** Start of Given data **

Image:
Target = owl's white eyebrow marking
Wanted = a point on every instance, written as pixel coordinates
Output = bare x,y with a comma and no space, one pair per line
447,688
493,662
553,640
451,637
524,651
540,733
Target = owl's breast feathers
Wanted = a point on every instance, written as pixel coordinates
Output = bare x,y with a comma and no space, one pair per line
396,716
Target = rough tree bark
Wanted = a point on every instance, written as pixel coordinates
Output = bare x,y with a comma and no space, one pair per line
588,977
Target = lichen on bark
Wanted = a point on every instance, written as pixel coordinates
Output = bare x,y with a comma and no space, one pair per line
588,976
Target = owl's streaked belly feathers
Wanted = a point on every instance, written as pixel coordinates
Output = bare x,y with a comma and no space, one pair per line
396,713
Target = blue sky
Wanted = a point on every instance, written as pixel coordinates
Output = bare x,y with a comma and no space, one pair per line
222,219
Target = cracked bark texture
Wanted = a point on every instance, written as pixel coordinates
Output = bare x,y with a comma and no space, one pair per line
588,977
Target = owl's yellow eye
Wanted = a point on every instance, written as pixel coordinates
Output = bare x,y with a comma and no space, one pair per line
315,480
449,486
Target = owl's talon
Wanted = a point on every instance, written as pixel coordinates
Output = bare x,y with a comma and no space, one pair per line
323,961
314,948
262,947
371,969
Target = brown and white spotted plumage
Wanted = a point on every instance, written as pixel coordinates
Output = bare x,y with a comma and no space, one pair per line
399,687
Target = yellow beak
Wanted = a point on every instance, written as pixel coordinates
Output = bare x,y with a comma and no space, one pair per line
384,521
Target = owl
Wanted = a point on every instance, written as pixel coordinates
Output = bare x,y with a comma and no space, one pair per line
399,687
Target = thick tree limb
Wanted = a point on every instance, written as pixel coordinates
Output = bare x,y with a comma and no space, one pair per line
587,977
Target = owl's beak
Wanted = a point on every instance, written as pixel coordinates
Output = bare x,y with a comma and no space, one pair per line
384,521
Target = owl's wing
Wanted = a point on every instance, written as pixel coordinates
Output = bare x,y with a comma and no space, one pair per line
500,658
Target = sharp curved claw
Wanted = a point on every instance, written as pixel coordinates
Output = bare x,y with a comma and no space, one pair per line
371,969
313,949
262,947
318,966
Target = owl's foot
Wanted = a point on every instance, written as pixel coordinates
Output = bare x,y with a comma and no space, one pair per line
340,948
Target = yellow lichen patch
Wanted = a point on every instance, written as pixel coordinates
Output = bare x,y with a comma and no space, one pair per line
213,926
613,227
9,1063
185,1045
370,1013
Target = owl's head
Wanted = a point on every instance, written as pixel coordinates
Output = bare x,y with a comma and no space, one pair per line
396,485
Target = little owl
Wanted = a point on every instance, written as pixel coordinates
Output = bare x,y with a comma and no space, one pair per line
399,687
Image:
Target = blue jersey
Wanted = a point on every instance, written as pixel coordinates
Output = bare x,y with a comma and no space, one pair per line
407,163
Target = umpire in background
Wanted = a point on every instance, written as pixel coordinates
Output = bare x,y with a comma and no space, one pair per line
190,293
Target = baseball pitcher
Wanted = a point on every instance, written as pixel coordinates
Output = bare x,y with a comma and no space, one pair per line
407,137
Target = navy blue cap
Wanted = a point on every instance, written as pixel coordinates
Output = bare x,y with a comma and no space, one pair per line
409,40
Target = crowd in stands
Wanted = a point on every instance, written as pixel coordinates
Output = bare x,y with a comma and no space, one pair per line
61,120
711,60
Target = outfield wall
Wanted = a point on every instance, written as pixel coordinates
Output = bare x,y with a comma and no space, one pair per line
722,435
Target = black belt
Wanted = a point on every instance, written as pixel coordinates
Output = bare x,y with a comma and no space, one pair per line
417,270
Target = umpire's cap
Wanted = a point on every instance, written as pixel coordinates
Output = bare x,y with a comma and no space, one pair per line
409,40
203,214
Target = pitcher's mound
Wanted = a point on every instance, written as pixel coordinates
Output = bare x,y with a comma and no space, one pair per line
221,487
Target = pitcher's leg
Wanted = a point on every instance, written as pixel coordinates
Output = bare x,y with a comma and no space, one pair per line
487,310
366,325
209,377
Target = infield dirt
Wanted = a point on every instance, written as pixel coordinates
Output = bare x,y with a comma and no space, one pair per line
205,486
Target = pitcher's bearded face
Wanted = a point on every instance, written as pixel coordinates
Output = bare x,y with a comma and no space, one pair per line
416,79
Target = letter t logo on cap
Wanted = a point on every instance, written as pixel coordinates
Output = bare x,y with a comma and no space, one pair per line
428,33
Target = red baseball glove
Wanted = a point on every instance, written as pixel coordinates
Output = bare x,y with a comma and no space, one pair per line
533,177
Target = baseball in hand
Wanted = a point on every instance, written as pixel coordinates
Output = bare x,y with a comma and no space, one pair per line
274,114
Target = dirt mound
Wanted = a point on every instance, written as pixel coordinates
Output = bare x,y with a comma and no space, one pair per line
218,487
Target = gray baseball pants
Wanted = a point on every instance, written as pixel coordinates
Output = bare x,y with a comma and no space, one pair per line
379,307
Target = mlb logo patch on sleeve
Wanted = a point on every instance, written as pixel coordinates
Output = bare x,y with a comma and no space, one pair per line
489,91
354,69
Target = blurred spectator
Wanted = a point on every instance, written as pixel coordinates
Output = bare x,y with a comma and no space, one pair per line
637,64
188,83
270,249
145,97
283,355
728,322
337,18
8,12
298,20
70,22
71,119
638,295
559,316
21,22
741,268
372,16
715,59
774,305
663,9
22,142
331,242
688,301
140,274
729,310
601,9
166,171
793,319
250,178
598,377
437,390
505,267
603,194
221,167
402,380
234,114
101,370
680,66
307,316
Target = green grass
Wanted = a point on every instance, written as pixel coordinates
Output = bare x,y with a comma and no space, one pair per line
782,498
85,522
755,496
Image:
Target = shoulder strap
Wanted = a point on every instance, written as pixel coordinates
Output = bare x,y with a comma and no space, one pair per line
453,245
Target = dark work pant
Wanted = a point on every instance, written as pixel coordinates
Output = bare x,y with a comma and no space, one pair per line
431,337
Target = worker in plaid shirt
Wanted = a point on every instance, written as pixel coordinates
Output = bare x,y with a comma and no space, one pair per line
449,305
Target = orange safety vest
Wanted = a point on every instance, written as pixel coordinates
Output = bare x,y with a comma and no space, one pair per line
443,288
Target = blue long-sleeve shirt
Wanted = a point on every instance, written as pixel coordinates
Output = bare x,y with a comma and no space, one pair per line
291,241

** End of Given data **
** Start of Given data **

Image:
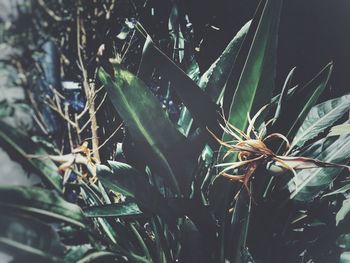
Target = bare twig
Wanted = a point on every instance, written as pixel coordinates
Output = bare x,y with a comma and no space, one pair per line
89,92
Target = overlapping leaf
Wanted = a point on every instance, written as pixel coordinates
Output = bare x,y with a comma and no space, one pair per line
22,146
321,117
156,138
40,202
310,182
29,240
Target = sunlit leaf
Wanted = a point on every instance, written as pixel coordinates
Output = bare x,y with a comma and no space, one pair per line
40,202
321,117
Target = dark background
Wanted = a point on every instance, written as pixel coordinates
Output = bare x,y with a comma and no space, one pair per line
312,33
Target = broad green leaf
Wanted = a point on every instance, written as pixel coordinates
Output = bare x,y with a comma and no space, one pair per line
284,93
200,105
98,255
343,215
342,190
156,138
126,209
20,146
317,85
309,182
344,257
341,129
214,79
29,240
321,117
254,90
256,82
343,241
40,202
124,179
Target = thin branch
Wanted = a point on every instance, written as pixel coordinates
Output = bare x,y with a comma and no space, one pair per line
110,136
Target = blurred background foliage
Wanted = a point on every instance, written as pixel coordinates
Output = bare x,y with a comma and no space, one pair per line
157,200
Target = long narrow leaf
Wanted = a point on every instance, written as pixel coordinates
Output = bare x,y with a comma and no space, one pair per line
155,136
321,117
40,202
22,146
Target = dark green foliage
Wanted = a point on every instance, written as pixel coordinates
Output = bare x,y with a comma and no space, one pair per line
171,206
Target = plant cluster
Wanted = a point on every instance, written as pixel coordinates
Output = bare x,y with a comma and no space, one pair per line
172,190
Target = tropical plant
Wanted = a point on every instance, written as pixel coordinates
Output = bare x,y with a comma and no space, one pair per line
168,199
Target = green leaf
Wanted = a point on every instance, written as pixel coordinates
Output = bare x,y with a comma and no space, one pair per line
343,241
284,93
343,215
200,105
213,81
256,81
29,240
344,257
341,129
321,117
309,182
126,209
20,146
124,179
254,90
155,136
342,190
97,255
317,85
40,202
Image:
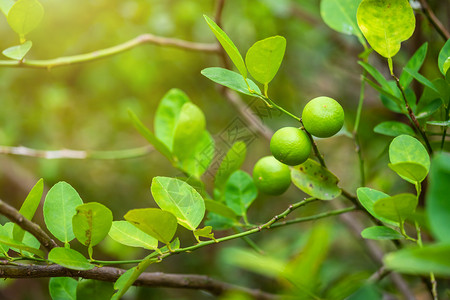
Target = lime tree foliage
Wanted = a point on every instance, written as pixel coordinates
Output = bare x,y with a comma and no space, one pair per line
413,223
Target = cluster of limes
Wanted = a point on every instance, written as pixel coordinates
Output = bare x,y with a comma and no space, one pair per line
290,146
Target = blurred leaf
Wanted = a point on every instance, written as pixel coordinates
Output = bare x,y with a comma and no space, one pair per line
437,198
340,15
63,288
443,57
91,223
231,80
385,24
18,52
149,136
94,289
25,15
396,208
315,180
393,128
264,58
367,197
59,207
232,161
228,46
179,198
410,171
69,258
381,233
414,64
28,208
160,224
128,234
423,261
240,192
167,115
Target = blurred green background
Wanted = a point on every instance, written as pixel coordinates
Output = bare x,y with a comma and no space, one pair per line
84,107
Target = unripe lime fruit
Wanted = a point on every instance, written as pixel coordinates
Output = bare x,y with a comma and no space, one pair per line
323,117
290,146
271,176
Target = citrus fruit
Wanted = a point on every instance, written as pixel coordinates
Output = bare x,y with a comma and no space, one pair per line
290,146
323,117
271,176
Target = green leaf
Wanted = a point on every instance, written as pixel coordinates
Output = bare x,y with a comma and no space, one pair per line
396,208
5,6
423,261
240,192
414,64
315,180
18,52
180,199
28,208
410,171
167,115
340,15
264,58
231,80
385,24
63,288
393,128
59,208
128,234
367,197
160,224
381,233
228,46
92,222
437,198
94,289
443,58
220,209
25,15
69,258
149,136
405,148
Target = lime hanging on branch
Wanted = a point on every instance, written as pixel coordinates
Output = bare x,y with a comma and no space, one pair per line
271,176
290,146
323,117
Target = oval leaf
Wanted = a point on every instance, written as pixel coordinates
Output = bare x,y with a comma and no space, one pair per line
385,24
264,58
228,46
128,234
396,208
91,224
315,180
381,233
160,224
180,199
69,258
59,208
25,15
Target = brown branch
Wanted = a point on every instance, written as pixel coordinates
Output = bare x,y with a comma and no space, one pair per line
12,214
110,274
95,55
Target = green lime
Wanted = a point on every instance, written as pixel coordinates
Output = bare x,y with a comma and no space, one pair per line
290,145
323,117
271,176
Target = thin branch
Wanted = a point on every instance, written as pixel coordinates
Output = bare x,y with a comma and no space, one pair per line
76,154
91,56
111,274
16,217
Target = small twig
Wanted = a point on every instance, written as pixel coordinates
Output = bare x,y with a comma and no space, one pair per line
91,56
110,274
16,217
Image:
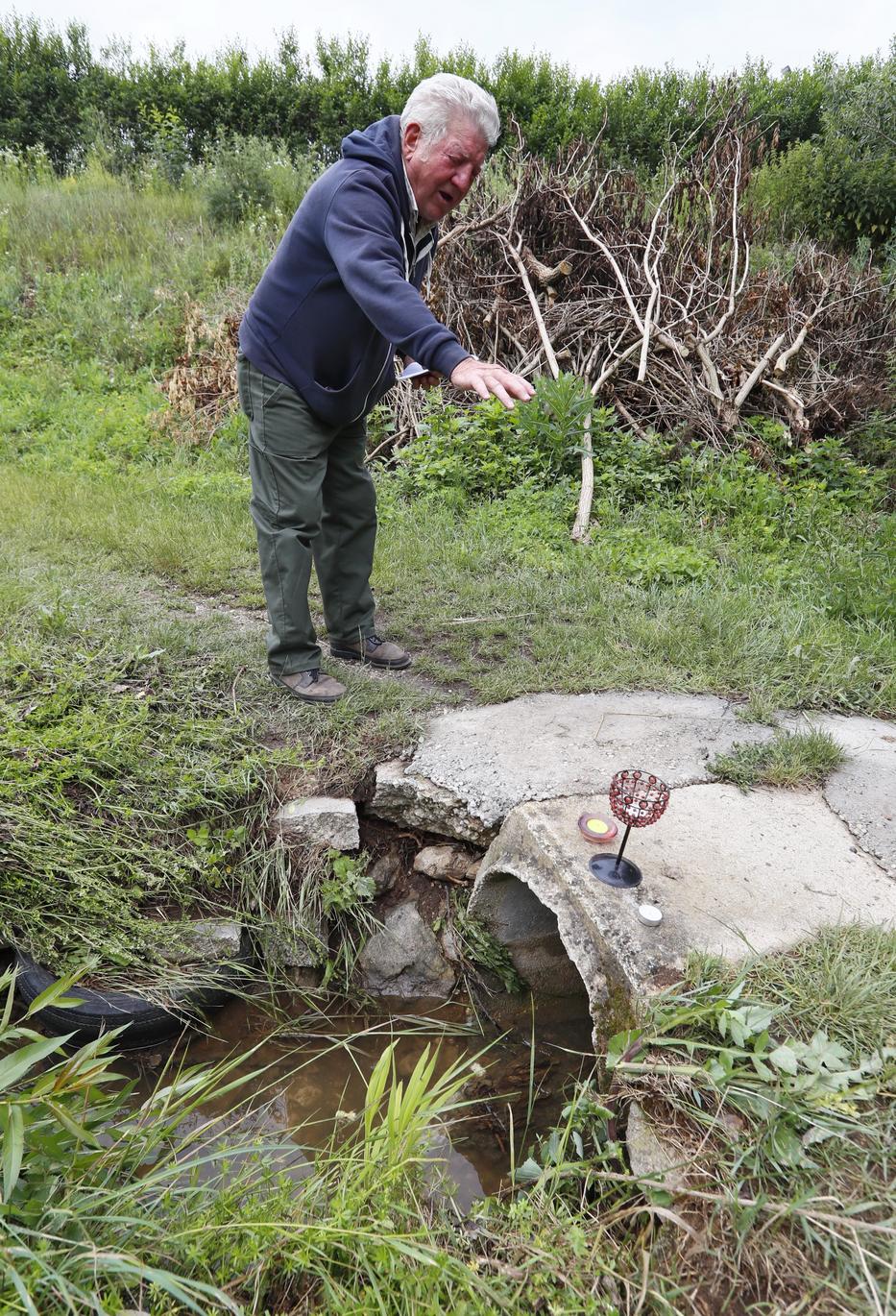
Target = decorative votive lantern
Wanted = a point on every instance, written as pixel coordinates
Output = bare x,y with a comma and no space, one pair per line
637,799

** End of Given data **

— Task description —
Find each line in the material above that contains the word "sleeve", and copy those lines out in full.

— Complete output —
Target = mlb logo patch on sleeve
Target = blue long-sleeve shirt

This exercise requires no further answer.